> **Task details**
Switch "in this photo" to "in this image" throughout the entries below and reproduce them with nothing else altered. Omit the pictures.

> **Exercise data**
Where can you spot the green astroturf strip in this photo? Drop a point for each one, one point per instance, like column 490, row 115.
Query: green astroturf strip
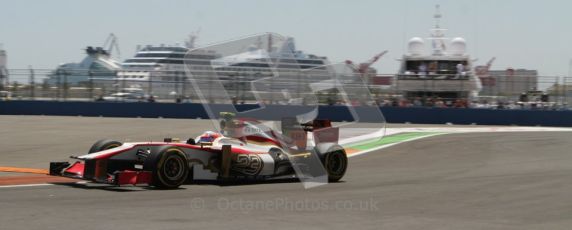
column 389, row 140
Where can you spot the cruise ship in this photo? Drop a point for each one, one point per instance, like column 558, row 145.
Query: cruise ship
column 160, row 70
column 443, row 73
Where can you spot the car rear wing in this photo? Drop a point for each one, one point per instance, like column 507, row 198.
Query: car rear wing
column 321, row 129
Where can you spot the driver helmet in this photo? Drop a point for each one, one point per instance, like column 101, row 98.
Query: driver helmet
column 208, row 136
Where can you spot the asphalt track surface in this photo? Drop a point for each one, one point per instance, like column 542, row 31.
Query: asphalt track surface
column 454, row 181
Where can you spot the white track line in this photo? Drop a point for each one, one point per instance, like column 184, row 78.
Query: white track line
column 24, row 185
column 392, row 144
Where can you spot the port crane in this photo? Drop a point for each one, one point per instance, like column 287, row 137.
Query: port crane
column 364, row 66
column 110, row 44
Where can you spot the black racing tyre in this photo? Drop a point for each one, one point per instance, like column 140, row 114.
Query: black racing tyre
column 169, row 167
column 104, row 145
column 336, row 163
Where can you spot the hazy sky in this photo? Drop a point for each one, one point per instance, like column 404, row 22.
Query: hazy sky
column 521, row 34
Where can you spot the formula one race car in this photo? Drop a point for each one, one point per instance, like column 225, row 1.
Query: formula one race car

> **Output for this exercise**
Where can you spot the green astroturf strip in this image? Drop a point for each one, one point per instance, like column 490, row 115.
Query: green astroturf strip
column 389, row 140
Where can you spot the cruise ship in this image? Drop a point for each one, one point per instance, like column 558, row 145.
Query: cruise ship
column 160, row 70
column 443, row 73
Where can you spot the car rear wing in this image? Drop a point for each one, one point per instance, like column 507, row 198.
Query: car rear wing
column 321, row 129
Where can you spot the driver helmet in this image? Drop a point for each one, one point per instance, like column 101, row 98.
Query: driver helmet
column 208, row 136
Where can you spot the asphalt track surface in this image? Drop a point for each one, one point per instance, like column 542, row 31.
Query: asphalt track surface
column 454, row 181
Where can you spot the white track line in this image? Drop a point for each one, one point per instance, like column 184, row 78.
Query: white track line
column 24, row 185
column 392, row 144
Where can you spot the port crane in this image? Drop a point for each one, one point per instance, like column 287, row 137.
Query: port crane
column 364, row 66
column 110, row 44
Where can you spot the black racing tyre in this image? Drop a point for each one, one point per instance, like column 140, row 114.
Query: black racing tyre
column 169, row 167
column 104, row 145
column 336, row 163
Where can you spot the hazy sky in this image? Drop a point for each one, one point per instance, like column 404, row 22.
Query: hazy sky
column 521, row 34
Where can you spot the formula one race car in this image? Drop a point for each one, one point per instance, like column 225, row 1.
Query: formula one race car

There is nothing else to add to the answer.